(BRIEF) Recast the lines below as a JSON list of strings, one string per line, skipping any blank lines. Leave the pictures out of your answer.
BEGIN RECORDS
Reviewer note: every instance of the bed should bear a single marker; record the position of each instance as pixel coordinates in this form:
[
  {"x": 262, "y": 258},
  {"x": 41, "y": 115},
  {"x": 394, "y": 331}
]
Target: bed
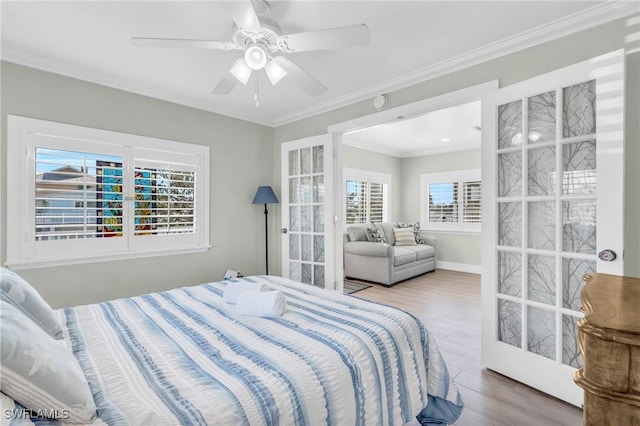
[{"x": 185, "y": 356}]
END RECORDS
(RESULT OF THE EXERCISE)
[
  "Reviewer note: every instance of the bed should bear a single marker; record the position of each instance as pixel coordinates in this form:",
  "[",
  "  {\"x\": 262, \"y\": 258},",
  "  {\"x\": 41, \"y\": 115},",
  "  {\"x\": 394, \"y\": 331}",
  "]",
  "Target: bed",
  "[{\"x\": 185, \"y\": 356}]"
]